- _PASSAGE_:
----

Inside the work
What It's Like to Work With Me
As an OCD therapist in Charlotte NC, I have treated hundreds of clients with OCD and related disorders. This work draws on my advanced CBT skills, clinical creativity, and deep familiarity with how OCD operates in daily life. I go the extra mile and walk with my clients, especially when the work feels hard.
I do exposures with my clients, not just sending them off to figure it out independently. Before any exposure, we begin with a pre-exposure discussion to clarify the goal, identify the specific obsessions involved, and uncover hidden safety behaviors. This ensures the work is intentional, targeted, and manageable rather than overwhelming.
During exposures, I coach clients in real time, helping them notice urges toward reassurance, avoidance, or mental rituals. Afterward, we engage in a post-exposure debriefing, which is just as essential as the exposure itself. This is where we make sense of what was experienced and what was learned.

----

- _EXERCISE DATA_:
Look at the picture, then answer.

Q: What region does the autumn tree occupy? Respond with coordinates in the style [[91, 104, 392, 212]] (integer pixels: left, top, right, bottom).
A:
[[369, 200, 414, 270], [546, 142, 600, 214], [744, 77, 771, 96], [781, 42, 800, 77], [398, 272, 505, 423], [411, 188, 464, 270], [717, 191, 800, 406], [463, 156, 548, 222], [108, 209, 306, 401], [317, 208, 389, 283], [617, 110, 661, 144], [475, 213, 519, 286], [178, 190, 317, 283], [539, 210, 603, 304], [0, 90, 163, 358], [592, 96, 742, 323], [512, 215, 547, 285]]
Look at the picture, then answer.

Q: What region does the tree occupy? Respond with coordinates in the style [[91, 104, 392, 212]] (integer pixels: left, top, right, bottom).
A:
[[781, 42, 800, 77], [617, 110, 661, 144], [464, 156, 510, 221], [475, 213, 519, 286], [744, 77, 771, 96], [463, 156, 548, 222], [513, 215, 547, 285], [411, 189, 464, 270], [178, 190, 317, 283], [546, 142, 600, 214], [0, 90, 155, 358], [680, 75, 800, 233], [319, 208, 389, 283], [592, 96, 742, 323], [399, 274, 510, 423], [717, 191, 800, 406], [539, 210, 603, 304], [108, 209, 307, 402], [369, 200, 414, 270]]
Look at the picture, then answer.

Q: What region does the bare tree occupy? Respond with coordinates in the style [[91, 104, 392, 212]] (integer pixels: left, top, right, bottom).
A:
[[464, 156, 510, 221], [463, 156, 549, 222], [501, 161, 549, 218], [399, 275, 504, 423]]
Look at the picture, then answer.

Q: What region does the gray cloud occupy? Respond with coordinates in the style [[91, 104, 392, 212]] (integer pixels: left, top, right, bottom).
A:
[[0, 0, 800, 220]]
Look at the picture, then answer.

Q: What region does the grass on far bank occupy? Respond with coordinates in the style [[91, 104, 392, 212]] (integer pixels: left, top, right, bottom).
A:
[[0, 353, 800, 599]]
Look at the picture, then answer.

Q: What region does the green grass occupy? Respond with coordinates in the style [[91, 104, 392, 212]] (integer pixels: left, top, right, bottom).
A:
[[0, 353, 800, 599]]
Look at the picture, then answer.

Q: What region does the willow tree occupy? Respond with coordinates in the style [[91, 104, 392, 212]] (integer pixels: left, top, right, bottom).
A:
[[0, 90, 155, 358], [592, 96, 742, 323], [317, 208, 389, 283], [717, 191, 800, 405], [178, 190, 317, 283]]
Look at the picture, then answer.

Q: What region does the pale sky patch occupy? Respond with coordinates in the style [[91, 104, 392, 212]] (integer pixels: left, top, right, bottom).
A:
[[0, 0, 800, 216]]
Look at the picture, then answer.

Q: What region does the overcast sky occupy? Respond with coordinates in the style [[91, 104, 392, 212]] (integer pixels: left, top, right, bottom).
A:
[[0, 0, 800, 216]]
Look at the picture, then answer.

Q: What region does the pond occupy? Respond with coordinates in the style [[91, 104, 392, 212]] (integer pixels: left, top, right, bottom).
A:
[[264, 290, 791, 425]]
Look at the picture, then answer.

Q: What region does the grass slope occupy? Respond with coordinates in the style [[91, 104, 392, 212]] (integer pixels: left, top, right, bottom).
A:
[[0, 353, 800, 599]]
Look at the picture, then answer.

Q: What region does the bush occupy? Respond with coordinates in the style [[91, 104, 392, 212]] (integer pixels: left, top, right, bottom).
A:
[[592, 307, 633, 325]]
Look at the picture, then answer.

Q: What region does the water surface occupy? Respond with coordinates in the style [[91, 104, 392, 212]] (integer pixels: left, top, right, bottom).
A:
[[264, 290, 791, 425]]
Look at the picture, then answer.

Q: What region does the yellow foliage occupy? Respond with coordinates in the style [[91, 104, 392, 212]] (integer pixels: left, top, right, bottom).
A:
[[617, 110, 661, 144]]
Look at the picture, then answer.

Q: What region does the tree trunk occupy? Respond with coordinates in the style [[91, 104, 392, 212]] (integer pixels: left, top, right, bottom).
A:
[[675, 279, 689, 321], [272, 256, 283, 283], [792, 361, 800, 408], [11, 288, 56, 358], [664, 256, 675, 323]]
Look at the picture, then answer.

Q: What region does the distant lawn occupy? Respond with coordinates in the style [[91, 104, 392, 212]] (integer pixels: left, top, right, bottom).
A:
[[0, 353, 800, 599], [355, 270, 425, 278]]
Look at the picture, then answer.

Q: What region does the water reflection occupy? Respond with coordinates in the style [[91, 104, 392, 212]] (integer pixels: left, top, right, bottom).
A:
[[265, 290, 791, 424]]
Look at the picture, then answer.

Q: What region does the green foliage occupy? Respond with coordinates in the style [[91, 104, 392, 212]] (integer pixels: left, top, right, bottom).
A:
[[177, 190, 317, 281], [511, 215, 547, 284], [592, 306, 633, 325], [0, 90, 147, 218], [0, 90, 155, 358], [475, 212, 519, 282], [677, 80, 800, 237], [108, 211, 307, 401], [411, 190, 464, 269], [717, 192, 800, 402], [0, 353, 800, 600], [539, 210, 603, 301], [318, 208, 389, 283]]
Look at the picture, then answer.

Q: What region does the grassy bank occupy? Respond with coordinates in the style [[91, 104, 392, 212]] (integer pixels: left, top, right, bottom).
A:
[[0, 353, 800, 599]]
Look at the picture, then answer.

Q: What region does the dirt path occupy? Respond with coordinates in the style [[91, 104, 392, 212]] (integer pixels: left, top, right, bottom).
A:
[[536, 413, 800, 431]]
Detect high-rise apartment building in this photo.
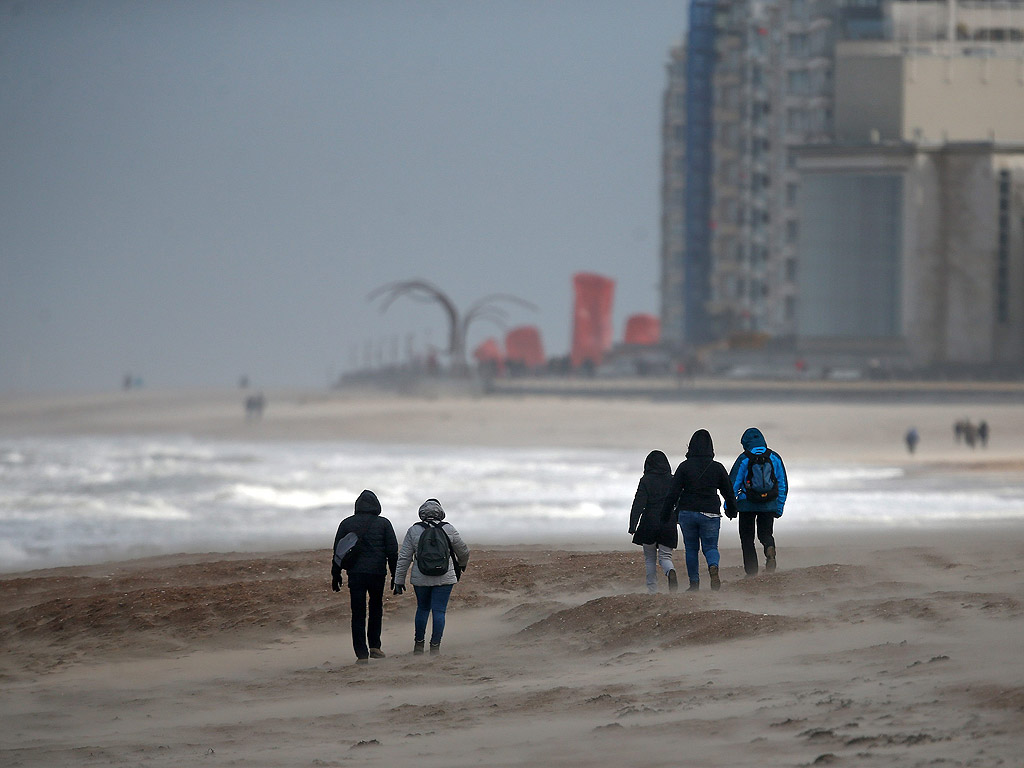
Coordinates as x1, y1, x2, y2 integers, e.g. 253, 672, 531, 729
662, 0, 1024, 366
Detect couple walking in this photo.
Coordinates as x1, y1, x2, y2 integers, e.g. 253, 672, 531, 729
331, 490, 469, 663
630, 427, 787, 593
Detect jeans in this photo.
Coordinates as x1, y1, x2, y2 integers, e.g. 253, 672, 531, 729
643, 544, 675, 595
413, 584, 455, 645
739, 512, 775, 575
679, 509, 722, 584
348, 572, 385, 658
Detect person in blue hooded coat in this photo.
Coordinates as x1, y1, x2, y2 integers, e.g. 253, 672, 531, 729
630, 451, 679, 595
663, 429, 736, 592
729, 427, 790, 577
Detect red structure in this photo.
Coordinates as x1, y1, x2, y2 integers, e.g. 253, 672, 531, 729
571, 272, 615, 368
505, 326, 547, 370
473, 338, 505, 376
625, 314, 662, 347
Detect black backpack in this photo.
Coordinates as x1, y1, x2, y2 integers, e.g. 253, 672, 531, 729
416, 521, 453, 575
743, 450, 778, 502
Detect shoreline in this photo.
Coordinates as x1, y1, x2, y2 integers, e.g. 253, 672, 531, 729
0, 529, 1024, 768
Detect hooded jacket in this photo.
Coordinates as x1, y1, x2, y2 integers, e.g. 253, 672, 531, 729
630, 451, 679, 549
663, 429, 736, 519
729, 427, 790, 517
331, 490, 398, 575
394, 499, 469, 587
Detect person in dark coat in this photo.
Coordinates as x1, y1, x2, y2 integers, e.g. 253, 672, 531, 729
630, 451, 679, 595
663, 429, 736, 592
729, 427, 790, 577
331, 490, 398, 662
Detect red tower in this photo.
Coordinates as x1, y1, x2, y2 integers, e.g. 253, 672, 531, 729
505, 326, 546, 369
624, 314, 662, 347
572, 272, 615, 368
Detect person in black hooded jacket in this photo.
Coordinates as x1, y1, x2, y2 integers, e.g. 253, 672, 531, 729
331, 490, 398, 662
630, 451, 679, 595
663, 429, 736, 592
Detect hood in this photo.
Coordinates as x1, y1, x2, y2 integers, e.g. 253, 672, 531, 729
643, 451, 672, 475
420, 499, 444, 522
739, 427, 768, 454
355, 490, 381, 515
686, 429, 715, 459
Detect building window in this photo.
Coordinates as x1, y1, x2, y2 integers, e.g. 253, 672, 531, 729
995, 170, 1010, 325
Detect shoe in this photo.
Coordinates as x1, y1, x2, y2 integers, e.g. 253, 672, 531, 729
708, 565, 722, 593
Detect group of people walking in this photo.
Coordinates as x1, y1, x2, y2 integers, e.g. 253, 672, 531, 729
331, 427, 788, 663
629, 427, 788, 594
331, 490, 469, 663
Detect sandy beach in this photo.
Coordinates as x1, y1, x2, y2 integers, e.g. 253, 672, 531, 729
0, 392, 1024, 768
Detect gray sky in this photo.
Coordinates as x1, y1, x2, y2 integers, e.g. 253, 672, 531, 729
0, 0, 686, 391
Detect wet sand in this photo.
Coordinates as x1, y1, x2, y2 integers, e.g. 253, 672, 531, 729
0, 393, 1024, 768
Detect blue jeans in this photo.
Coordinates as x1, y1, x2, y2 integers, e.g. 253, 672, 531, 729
679, 509, 722, 584
413, 584, 455, 645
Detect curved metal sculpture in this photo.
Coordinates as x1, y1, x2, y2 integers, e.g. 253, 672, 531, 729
367, 280, 537, 371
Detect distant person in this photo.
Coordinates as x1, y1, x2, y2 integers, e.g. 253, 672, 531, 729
729, 427, 790, 577
662, 429, 736, 592
331, 490, 398, 663
903, 427, 921, 454
978, 419, 988, 447
964, 421, 978, 449
391, 499, 469, 654
630, 451, 679, 595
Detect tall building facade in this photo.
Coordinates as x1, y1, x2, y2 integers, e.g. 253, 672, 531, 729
662, 0, 1024, 361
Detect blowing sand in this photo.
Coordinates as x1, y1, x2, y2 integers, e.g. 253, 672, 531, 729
0, 394, 1024, 768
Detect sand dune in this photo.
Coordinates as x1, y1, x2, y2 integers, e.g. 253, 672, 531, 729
0, 530, 1024, 766
0, 393, 1024, 768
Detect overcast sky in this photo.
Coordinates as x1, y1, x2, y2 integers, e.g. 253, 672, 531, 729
0, 0, 686, 391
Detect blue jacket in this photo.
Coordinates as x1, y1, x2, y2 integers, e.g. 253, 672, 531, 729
729, 427, 790, 517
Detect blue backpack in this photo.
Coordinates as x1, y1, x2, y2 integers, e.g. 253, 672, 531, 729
743, 450, 778, 502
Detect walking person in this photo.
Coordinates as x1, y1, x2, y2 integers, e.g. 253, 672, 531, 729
630, 451, 679, 595
663, 429, 736, 592
391, 499, 469, 653
331, 490, 398, 663
729, 427, 790, 577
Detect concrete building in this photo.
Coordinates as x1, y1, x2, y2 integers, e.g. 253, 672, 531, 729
662, 0, 1024, 366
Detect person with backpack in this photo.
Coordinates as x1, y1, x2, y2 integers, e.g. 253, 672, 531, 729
662, 429, 736, 592
729, 427, 790, 577
630, 451, 679, 595
331, 490, 398, 664
391, 499, 469, 654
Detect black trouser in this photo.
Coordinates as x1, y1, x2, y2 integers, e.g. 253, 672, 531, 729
739, 512, 775, 573
348, 573, 386, 658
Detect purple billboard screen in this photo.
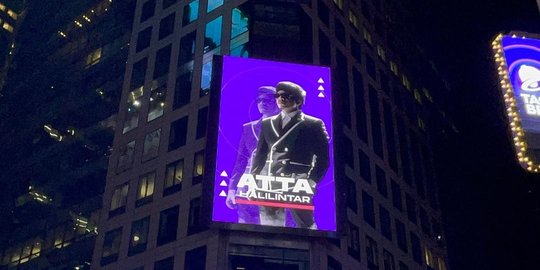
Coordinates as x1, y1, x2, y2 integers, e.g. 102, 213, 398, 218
212, 56, 336, 231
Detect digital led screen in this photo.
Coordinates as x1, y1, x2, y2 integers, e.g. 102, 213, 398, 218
212, 56, 336, 231
492, 34, 540, 172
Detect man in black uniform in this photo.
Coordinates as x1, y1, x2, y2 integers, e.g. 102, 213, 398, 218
251, 82, 329, 229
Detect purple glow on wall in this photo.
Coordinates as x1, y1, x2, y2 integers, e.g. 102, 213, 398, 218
212, 56, 336, 231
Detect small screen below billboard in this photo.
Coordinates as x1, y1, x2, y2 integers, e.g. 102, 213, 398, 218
212, 56, 336, 231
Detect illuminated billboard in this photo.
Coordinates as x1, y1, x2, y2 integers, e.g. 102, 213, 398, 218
492, 33, 540, 172
212, 56, 336, 231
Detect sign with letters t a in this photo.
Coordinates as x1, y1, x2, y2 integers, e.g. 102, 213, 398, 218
212, 56, 336, 232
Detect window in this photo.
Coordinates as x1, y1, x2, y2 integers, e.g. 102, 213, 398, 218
142, 128, 161, 161
358, 149, 371, 183
362, 191, 376, 228
405, 194, 417, 224
182, 0, 199, 26
135, 26, 152, 52
154, 257, 174, 270
135, 171, 156, 206
184, 246, 206, 270
128, 217, 150, 256
100, 227, 122, 266
206, 0, 223, 13
191, 151, 204, 185
169, 116, 188, 151
130, 57, 148, 90
122, 86, 144, 134
199, 60, 212, 97
391, 180, 403, 210
411, 232, 422, 264
231, 8, 249, 39
173, 68, 193, 109
187, 198, 203, 235
140, 0, 156, 22
345, 177, 358, 213
204, 16, 222, 53
163, 159, 184, 196
379, 205, 392, 241
157, 206, 178, 246
396, 219, 409, 253
366, 236, 379, 269
109, 183, 129, 217
178, 31, 197, 66
195, 107, 208, 139
383, 249, 396, 270
347, 222, 360, 261
375, 165, 388, 198
159, 12, 176, 39
146, 86, 167, 122
154, 44, 171, 80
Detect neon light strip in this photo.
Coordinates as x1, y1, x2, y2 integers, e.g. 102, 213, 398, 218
236, 199, 314, 211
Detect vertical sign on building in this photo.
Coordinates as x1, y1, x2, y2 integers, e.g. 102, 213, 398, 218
492, 33, 540, 172
212, 56, 336, 231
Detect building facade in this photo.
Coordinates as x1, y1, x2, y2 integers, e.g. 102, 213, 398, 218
92, 0, 451, 270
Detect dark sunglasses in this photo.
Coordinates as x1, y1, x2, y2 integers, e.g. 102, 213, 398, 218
274, 93, 293, 100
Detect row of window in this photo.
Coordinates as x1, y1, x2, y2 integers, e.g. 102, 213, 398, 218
109, 151, 204, 217
101, 202, 204, 265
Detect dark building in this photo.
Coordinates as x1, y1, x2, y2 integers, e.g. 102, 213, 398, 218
0, 0, 135, 269
92, 0, 452, 270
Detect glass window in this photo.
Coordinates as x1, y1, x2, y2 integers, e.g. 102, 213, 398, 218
396, 219, 409, 253
135, 26, 152, 52
154, 44, 171, 80
178, 31, 197, 66
188, 198, 203, 235
128, 217, 150, 256
191, 151, 204, 185
159, 12, 176, 39
157, 206, 178, 246
196, 107, 208, 139
168, 116, 188, 151
383, 249, 396, 270
163, 159, 184, 195
130, 57, 148, 89
135, 171, 156, 206
146, 86, 167, 122
142, 128, 161, 161
358, 149, 371, 183
184, 246, 206, 270
109, 183, 129, 217
199, 60, 212, 97
122, 86, 144, 134
154, 257, 174, 270
206, 0, 223, 13
366, 236, 379, 269
362, 191, 375, 228
231, 8, 249, 39
379, 205, 392, 241
101, 227, 122, 265
204, 16, 223, 53
375, 165, 388, 198
182, 0, 199, 26
140, 0, 156, 22
347, 222, 360, 260
173, 66, 193, 109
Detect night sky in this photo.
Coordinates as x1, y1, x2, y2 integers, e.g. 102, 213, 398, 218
414, 0, 540, 270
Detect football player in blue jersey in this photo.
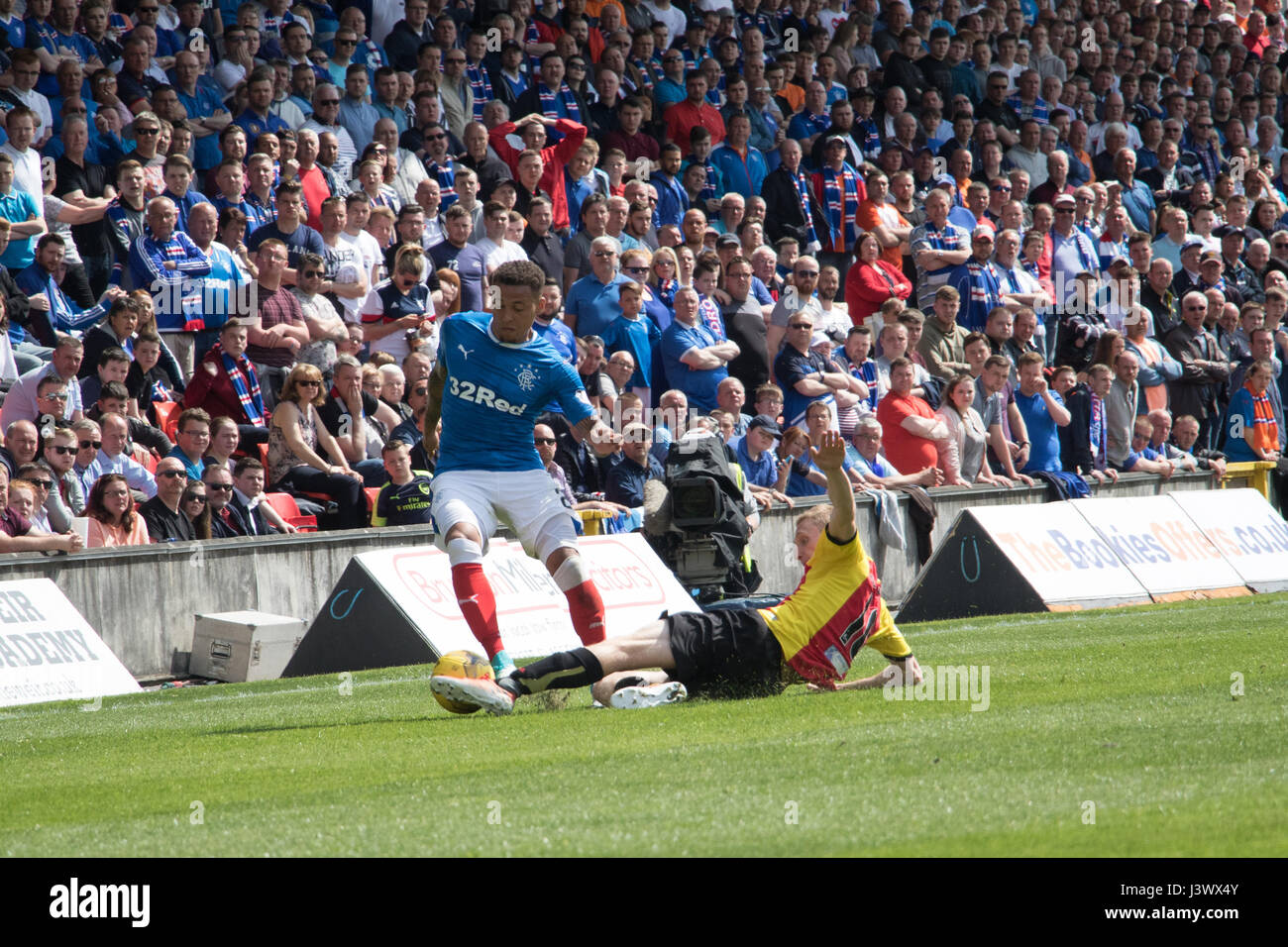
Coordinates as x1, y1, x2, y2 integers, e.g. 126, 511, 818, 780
425, 261, 621, 678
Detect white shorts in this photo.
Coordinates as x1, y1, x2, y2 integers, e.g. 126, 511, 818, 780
432, 471, 577, 556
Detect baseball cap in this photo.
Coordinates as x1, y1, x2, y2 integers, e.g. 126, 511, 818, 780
747, 415, 783, 437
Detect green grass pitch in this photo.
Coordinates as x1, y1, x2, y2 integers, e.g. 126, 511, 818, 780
0, 595, 1288, 857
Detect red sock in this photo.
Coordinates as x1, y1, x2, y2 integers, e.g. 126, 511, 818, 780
564, 579, 604, 644
452, 562, 505, 659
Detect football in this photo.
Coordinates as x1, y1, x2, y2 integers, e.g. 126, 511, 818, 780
432, 651, 494, 714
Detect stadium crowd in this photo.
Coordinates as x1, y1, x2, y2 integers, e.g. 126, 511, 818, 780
0, 0, 1288, 552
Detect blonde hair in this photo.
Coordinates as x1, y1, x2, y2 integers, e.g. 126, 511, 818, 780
796, 502, 832, 532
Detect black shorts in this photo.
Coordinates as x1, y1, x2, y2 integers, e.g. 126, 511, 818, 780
666, 608, 783, 698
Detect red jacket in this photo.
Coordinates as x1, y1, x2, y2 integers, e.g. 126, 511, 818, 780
183, 352, 265, 424
488, 119, 587, 231
845, 258, 912, 326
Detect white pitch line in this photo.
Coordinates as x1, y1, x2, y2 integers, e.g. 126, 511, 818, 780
0, 678, 429, 720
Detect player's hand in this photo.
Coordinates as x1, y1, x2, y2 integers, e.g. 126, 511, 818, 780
808, 430, 845, 473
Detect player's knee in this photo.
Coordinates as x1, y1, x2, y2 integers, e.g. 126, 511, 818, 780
447, 522, 483, 549
532, 517, 581, 562
447, 536, 483, 566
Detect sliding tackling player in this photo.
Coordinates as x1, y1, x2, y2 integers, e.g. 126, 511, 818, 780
430, 432, 922, 714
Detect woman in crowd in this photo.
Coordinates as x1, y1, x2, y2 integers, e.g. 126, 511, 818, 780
845, 231, 912, 326
936, 374, 1012, 487
179, 480, 210, 540
353, 158, 402, 214
202, 415, 241, 473
774, 424, 827, 496
1079, 329, 1127, 381
673, 246, 698, 288
268, 365, 368, 530
219, 207, 259, 282
1248, 197, 1284, 240
1124, 305, 1182, 411
85, 474, 151, 549
380, 365, 412, 421
434, 266, 461, 320
622, 246, 671, 331
648, 246, 680, 309
78, 296, 139, 377
9, 481, 49, 536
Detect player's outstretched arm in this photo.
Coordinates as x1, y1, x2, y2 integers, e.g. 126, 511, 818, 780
425, 359, 447, 458
810, 430, 855, 543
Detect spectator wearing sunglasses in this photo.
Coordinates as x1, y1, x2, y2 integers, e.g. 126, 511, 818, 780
139, 458, 197, 543
37, 428, 85, 532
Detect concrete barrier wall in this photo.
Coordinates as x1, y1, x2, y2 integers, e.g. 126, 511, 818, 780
0, 474, 1214, 678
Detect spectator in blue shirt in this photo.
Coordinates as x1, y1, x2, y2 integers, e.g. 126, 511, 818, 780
662, 286, 739, 411
161, 155, 210, 233
730, 415, 793, 509
711, 115, 769, 197
604, 423, 665, 509
599, 277, 662, 404
236, 65, 292, 152
335, 63, 380, 155
1015, 352, 1073, 473
0, 152, 46, 271
19, 232, 127, 333
652, 143, 690, 228
564, 236, 634, 336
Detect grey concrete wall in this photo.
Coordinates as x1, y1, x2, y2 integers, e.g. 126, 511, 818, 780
0, 474, 1212, 678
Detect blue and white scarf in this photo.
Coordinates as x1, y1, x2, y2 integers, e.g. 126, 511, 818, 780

----

- _TASK DESCRIPTION_: Rewrite the OCD therapy text from "Inside the work" up to and including "work feels hard.", putting "many" in place of "hundreds". The material has nothing to do with the text about working with an OCD therapist.

- _ANSWER_:
Inside the work
What It's Like to Work With Me
As an OCD therapist in Charlotte NC, I have treated many of clients with OCD and related disorders. This work draws on my advanced CBT skills, clinical creativity, and deep familiarity with how OCD operates in daily life. I go the extra mile and walk with my clients, especially when the work feels hard.